[Testo riportato]
Filosemitismo o antisemitismo del Cantar



Si è detto nel paragrafo precedente che la punizione inflitta dal poeta a Rachel e Vidas, rappresentata dall’inganno, è dovuta alla mancanza di fede nel Campeador, ossia, al crederlo colpevole dei fatti di cui l’accusano gli enemigos malos.

La punizione non sembra affatto dovuta alla loro religione, anche perché non bisogna dimenticare che nel testo non si dice mai espressamente che i due usurai sono ebrei. L’autore del poema, come è evidente, è solito caratterizzare etnicamente e religiosamente i personaggi incontrati, che siano castigliani, galiziani o franchi; mori o cristiani; di Vivar, d’Aragona, di Navarra o del Marocco; nessuno di loro è, però, esplicitamente ebreo.

Il tipo di attività svolta da Rachel e Vidas è subito evidente:

Por Rache e Vidas vayádesme privado:
cuando en Burgosme vedaron conpra e el rey me á airado,
non puedo traer el aver ca pucho es pesado;
enpeñárgelo he por lo que fuere guisado (vv. 89-92)

In quanto usurai, fanno prestiti su beni mobili:

aquéllas non las puede levar, si non, serié ventado;
el Campeador dexarlas ha en vuestra mano,
e prestalde de aver lo que sea guisado. (vv. 116-118)

Il fatto che Martín Antolínez, l’emissario incaricato dal Cid a riscuotere il prestito, per incontrare i due usurai si rechi al castiello, il quartiere ebraico di Burgos, è l’unico elemento del testo che potrebbe lasciare intendere che Rachel e Vidas sono ebrei.

Si tratta di un elemento piuttosto debole però, e molti critici si sono appigliati ad una frase che lo stesso Antolínez pronuncia e che lascerebbe intendere che il poeta non abbia mai pensato ai due come ebrei: que non me descubrades a moros nin a cristianos (v. 107); dicendo ciò il vassallo di certo non vuole dire che agli ebrei gli scrigni possono essere mostrati.

Anche in questo caso però ci troviamo dinanzi a indizi piuttosto labili, sicchè si può affermare che la posizione del poeta rispetto a questa questione sia “asemita”, come del resto ipotizzarono i primi studiosi avvicinatisi al poema.

Il termine ebreo viene accostato per la prima volta alla coppia Rachel e Vidas in una prosificazione del XIV secolo, la Crónica de Castilla:

Et estos eran judíos muy rricos con quel [el Cid] solia faser sus manlievas.(Crónica de Castilla)


Qui i due non solo sono ebrei, ma sono anche “soci” del Cid, il quale, si serve di loro per riscuotere tributi illeciti. Questa lettura però, è rimasta isolata, visto che in genere i prosificatori del Cantar hanno sottolineato la lealtà mostrata anche nei confronti dei due usurai dal Campeador, il quale provvede a saldare il debito anche se ciò non viene assolutamente raccontato nel poema.

[Dati registrati]
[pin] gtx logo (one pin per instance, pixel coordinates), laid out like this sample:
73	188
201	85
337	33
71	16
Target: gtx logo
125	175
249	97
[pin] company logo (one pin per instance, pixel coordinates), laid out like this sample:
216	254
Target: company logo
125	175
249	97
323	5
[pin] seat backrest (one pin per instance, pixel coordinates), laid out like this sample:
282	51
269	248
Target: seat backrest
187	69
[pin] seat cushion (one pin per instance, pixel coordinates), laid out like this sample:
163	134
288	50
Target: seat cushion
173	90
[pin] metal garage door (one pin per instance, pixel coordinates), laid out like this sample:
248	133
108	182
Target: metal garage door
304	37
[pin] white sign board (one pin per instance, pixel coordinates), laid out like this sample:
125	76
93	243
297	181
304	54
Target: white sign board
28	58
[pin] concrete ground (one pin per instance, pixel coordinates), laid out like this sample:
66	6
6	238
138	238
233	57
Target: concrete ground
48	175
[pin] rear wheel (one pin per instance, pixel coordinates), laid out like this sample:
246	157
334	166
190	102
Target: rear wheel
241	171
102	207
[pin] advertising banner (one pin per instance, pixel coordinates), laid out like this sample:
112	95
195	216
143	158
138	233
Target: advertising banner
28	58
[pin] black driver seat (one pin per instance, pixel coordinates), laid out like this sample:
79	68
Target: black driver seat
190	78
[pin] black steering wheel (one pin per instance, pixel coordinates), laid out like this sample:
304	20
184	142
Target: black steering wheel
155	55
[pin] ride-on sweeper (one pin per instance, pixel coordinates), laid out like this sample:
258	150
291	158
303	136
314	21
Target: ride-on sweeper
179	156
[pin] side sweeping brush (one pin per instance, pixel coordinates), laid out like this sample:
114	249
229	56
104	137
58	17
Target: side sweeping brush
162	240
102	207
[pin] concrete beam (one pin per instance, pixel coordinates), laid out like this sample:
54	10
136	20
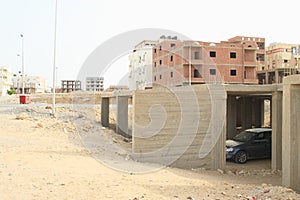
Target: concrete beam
290	132
122	115
277	130
105	112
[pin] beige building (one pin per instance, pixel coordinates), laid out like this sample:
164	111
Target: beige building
5	80
94	84
281	60
140	68
32	84
70	86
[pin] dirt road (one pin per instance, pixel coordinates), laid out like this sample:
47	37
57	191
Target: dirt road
42	158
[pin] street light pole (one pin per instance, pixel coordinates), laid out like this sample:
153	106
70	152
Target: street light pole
54	60
23	87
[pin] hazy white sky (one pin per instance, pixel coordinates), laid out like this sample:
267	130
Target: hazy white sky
84	24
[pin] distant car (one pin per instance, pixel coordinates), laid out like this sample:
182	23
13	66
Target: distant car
249	144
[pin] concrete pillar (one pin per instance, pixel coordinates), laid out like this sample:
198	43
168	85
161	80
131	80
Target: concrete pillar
267	77
256	112
105	112
231	116
276	76
290	132
246	113
277	130
122	115
239	112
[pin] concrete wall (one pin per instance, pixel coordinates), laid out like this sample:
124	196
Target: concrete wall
291	133
181	127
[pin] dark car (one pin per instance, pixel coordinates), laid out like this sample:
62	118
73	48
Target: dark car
249	144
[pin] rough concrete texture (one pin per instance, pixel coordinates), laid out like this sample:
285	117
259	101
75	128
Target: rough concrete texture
181	127
290	132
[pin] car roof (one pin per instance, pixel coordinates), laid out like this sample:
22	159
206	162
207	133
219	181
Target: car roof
259	130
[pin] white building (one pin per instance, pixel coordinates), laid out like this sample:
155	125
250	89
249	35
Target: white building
32	84
94	84
140	69
5	80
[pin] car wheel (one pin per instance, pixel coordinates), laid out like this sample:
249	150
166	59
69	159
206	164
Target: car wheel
241	157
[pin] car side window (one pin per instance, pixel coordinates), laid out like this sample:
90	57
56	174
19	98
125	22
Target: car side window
260	136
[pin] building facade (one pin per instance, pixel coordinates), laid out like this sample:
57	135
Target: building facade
178	62
32	84
140	68
70	86
94	84
5	80
282	60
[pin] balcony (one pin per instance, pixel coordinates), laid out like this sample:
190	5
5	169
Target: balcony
251	81
250	64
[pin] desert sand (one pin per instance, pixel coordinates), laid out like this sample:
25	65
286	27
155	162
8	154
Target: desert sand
42	157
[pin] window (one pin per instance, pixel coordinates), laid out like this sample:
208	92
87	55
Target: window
233	72
197	55
212	71
212	54
232	54
196	73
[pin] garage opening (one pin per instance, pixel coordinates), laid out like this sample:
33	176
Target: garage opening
248	138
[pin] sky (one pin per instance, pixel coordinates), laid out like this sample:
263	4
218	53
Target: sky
83	25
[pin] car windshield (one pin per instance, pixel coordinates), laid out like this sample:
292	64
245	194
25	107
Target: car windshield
244	136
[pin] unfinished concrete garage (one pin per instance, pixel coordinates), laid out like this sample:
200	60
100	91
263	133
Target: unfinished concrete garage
183	130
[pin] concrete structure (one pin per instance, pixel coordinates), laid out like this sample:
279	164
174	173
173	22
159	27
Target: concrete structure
291	133
32	84
163	121
140	68
70	86
282	60
94	84
117	88
187	62
5	80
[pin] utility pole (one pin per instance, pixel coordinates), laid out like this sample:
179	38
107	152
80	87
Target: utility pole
54	60
23	86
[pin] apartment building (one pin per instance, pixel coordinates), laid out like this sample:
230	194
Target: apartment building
32	84
94	84
70	86
177	62
140	68
5	80
282	60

[Obiettivo dichiarato A]
Trascriva il brano del testo sul Cantar che comincia con le parole "aquéllas non las" e si interrompe dopo le parole "Vidas sono ebrei.".
[Obiettivo dichiarato B]
Filtri l'elenco riportando ogni riga in cui compare la parola "black".

[Risposta al compito A]
aquéllas non las puede levar, si non, serié ventado;
el Campeador dexarlas ha en vuestra mano,
e prestalde de aver lo que sea guisado. (vv. 116-118)

Il fatto che Martín Antolínez, l’emissario incaricato dal Cid a riscuotere il prestito, per incontrare i due usurai si rechi al castiello, il quartiere ebraico di Burgos, è l’unico elemento del testo che potrebbe lasciare intendere che Rachel e Vidas sono ebrei.

[Risposta al compito B]
[pin] black driver seat (one pin per instance, pixel coordinates), laid out like this sample:
Target: black driver seat
[pin] black steering wheel (one pin per instance, pixel coordinates), laid out like this sample:
Target: black steering wheel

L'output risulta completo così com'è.